Tinkering and Hammering Out Equations

This is how it's done.

So, you're wondering, "hey, exactly how are you going to crank out these equations people have been looking for for likely hundreds of years over the next few months?"  Well, just like I said way back in the beginning of the blog, we'll do it the old fashioned way, and that is step by step.

Alternative method:

The Surfer, OM-IV

Monday, August 15, 2016

We're Calculating Masses of Fundamental Particles Now!!!

We can now calculate, from first principles and fundamental Planck units, the mass of blackholes, protons, and electrons. (link to post about new electron holographic solution)

The proton actually is a fundamental particle as well.  The Standard Model considers that the proton is composed of quarks, thus not fundamental.  

So, now, what about all of the other fundamental particles?  Can we also calculate their masses and predict all their masses correctly, and predict masses of other unknown particles?

For all the success of The Standard Model, it is incomplete, and, while it works very well for some things (QED, QCD, etc), it has issues.

Anyway, we can now calculate the mass of one of the elementary particles in the table above, the electron.  It seems then like the muon or tau particle would be the appropriate particle to target next to see if we can calculate its mass, and perhaps along the way determine or demonstrate exactly what works and what does not work with "The Standard Model" way of looking at things.

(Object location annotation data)
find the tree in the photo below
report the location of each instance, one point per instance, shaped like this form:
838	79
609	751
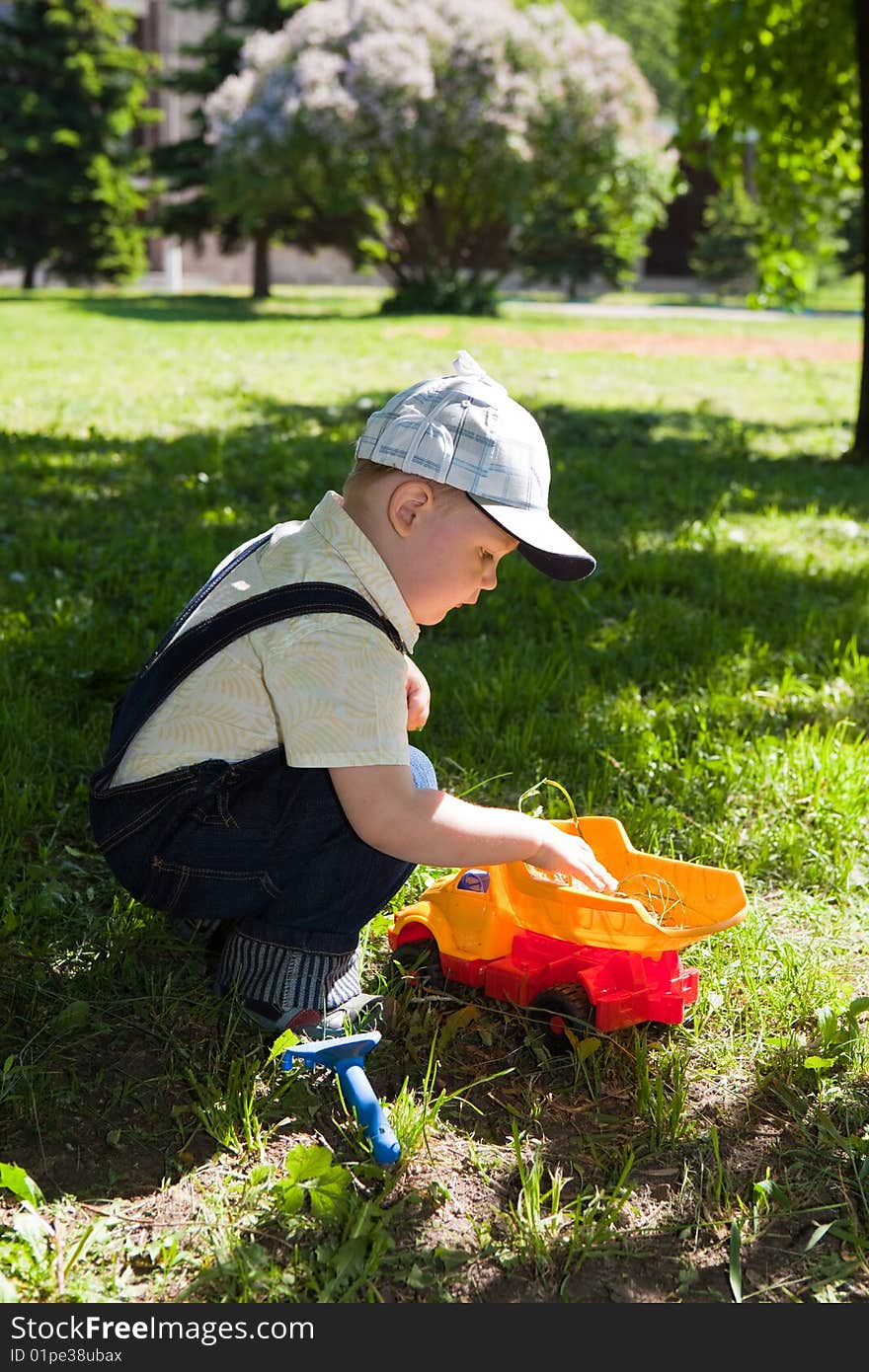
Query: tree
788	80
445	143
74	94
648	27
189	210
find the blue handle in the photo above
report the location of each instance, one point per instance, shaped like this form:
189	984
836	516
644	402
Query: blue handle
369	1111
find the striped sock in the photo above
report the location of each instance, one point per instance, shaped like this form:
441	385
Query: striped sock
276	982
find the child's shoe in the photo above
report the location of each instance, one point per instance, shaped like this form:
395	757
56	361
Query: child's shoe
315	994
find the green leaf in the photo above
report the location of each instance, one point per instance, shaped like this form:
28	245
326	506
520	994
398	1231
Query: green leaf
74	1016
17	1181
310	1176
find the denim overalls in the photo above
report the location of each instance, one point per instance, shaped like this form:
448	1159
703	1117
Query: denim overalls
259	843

* * *

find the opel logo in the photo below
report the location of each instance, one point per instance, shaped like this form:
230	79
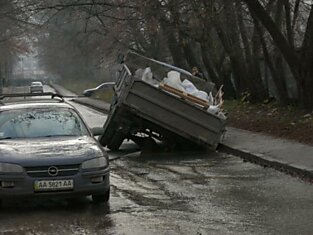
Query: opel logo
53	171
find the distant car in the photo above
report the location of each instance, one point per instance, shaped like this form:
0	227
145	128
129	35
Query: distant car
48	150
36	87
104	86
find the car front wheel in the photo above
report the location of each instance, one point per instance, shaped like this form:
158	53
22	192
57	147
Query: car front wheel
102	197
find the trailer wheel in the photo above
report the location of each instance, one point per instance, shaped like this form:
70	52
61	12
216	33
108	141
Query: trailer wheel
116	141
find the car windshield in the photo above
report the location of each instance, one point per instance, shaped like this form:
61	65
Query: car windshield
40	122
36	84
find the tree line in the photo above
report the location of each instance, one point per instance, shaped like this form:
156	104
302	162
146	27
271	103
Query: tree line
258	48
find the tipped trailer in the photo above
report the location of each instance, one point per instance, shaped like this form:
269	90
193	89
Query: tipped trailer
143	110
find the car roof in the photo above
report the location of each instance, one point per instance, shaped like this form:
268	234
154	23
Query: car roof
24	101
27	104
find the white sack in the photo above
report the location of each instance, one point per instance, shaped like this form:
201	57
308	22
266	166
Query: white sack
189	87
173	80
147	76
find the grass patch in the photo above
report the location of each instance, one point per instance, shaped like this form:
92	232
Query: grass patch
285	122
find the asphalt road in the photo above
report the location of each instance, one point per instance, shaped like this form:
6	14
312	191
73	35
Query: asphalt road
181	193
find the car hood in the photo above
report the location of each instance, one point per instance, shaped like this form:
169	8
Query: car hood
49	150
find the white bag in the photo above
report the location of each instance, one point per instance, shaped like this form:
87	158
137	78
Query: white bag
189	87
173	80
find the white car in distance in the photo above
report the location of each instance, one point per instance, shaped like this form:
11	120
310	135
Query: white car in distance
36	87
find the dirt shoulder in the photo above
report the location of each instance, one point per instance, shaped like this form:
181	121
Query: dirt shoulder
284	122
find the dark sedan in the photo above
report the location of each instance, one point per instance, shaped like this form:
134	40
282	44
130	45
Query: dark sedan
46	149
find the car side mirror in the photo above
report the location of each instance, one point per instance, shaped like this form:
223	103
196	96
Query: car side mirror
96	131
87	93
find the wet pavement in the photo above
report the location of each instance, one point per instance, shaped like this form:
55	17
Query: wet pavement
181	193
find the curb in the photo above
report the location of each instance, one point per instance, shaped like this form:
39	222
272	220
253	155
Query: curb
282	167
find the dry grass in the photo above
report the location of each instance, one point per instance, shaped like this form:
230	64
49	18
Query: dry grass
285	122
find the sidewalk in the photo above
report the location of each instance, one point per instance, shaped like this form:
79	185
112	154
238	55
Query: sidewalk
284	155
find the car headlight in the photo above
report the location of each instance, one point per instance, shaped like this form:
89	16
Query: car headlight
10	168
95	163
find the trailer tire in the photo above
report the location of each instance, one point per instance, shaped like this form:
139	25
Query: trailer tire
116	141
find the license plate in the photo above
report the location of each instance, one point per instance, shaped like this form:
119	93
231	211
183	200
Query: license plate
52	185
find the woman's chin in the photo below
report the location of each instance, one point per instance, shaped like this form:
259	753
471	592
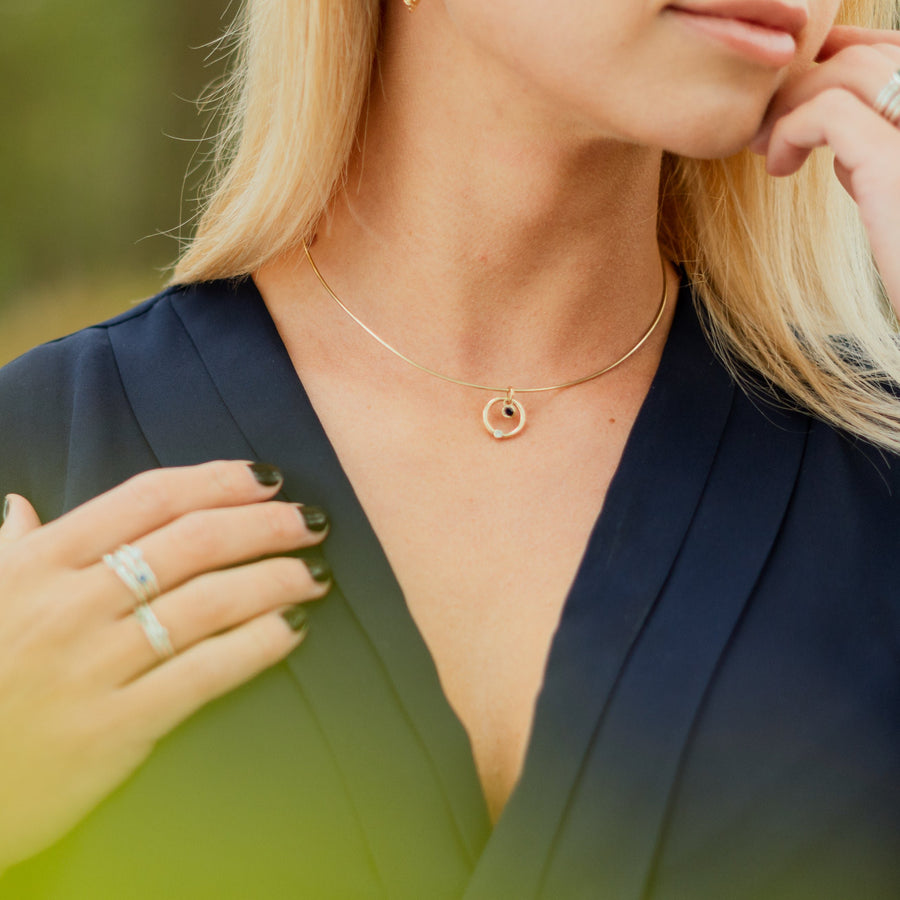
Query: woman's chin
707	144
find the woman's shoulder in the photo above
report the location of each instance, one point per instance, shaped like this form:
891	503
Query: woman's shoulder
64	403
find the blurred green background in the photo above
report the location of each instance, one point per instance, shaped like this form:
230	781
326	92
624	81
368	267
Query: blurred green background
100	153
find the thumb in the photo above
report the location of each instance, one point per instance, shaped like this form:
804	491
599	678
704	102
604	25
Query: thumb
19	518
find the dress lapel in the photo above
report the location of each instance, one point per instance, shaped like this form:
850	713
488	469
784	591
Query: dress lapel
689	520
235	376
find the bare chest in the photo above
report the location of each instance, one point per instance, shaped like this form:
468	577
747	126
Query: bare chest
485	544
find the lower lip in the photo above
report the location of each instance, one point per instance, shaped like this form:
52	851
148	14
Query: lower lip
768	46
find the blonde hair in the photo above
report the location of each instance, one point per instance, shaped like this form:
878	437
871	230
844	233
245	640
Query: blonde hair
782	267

* * *

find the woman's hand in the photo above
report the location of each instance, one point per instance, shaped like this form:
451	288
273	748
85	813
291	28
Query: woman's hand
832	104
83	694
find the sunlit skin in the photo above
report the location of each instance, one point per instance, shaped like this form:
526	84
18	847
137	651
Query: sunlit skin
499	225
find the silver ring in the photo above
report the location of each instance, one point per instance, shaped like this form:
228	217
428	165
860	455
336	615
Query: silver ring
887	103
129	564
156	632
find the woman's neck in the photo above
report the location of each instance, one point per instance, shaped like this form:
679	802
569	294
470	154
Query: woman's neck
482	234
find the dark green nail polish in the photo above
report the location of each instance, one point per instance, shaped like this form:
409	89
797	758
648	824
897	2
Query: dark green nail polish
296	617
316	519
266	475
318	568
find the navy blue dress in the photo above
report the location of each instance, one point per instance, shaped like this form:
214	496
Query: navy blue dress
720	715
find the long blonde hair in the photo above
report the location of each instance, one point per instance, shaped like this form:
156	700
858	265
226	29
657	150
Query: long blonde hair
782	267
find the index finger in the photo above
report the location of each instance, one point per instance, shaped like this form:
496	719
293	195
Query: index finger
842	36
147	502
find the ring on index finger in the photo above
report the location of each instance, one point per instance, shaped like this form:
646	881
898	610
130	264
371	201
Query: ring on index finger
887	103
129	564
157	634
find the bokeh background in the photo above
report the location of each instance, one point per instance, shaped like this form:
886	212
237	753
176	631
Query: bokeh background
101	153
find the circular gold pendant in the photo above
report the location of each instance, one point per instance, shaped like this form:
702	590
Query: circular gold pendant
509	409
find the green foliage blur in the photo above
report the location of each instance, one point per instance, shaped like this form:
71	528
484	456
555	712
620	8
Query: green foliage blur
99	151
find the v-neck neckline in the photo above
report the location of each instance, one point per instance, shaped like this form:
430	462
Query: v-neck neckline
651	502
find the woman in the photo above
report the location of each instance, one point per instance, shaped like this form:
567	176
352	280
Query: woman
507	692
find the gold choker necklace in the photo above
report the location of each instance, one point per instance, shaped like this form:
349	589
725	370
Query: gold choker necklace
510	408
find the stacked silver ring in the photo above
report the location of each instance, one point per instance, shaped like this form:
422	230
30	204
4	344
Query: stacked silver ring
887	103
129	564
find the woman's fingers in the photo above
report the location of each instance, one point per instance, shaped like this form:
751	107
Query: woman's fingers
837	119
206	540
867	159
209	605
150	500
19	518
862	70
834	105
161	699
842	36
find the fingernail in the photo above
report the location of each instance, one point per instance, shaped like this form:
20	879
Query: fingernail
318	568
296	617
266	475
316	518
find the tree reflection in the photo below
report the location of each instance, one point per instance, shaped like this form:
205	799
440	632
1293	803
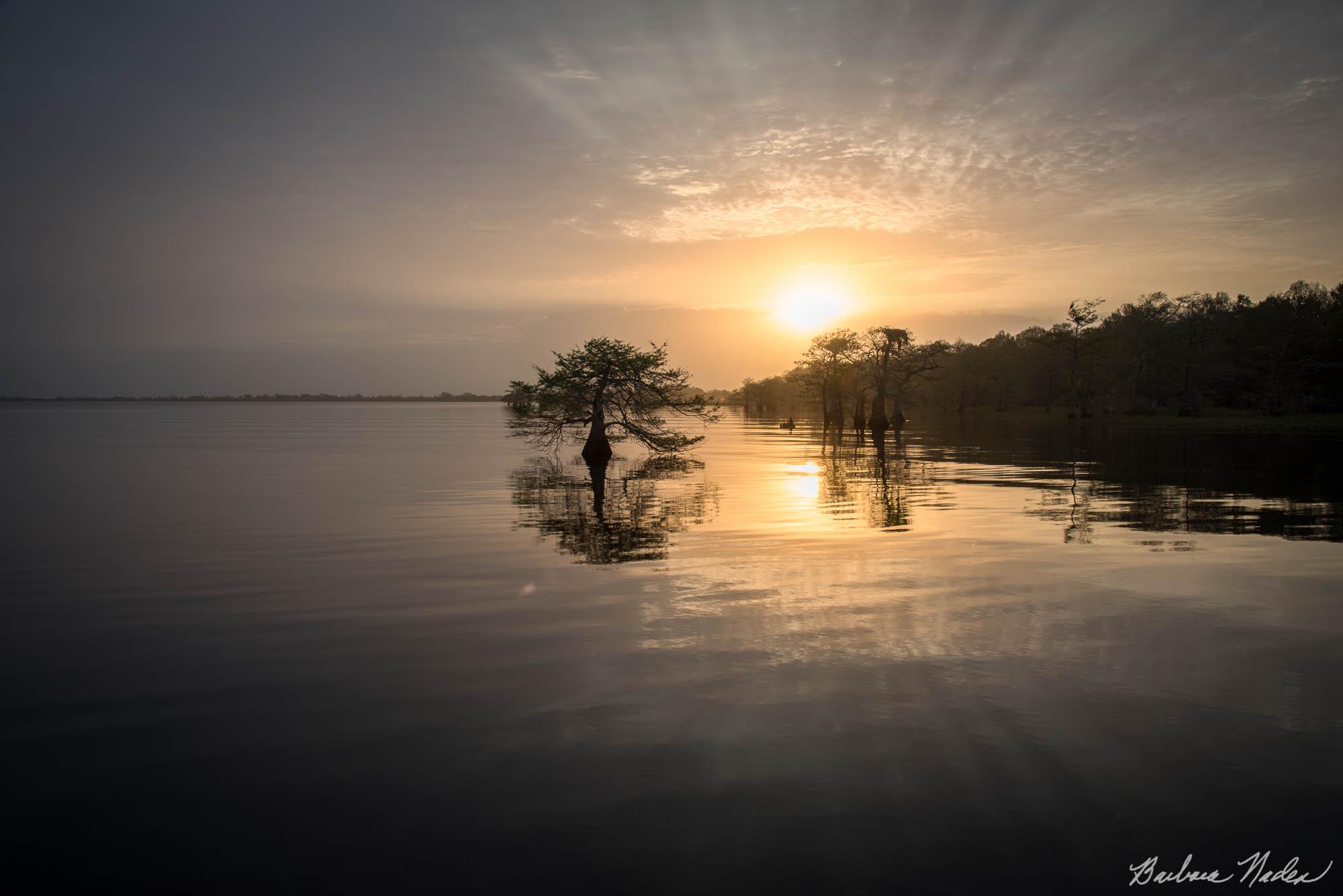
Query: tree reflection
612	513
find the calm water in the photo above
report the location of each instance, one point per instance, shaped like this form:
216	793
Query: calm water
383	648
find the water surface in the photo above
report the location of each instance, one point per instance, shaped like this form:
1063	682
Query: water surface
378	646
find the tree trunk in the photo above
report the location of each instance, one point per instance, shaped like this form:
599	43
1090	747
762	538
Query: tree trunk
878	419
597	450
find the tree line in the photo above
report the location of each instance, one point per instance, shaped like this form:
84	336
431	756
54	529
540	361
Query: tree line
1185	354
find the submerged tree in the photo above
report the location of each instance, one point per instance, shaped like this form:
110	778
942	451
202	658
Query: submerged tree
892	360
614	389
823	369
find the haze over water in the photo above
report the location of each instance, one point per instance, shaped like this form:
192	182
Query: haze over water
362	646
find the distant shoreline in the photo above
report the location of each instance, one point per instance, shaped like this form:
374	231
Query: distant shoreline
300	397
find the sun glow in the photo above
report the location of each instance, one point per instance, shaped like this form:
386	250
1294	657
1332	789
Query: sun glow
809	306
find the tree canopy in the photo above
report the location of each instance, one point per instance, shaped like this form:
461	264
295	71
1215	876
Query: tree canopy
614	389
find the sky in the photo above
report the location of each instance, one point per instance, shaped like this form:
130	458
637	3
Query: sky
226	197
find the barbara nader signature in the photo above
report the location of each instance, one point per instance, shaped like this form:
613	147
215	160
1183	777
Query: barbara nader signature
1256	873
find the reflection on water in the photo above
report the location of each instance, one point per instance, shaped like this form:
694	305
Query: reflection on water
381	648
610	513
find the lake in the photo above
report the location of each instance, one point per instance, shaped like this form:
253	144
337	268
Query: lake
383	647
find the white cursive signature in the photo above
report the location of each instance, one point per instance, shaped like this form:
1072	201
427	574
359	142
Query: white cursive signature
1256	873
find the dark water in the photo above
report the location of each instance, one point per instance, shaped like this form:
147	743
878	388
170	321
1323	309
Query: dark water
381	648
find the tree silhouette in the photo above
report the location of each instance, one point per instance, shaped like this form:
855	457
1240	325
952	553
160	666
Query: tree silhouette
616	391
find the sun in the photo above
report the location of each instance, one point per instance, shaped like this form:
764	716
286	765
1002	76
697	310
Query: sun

__Exercises__.
a: Translate this sentence from the blog post into Spanish: "The proton actually is a fundamental particle as well."
b: Pick out every line of the records that contains the string "choker", matching case exactly.
The blog post and the records have no connection to each other.

__Complete answers__.
a: En realidad, el protón también es una partícula fundamental.

b:
find the gold choker necklace in the photo above
Query: gold choker necklace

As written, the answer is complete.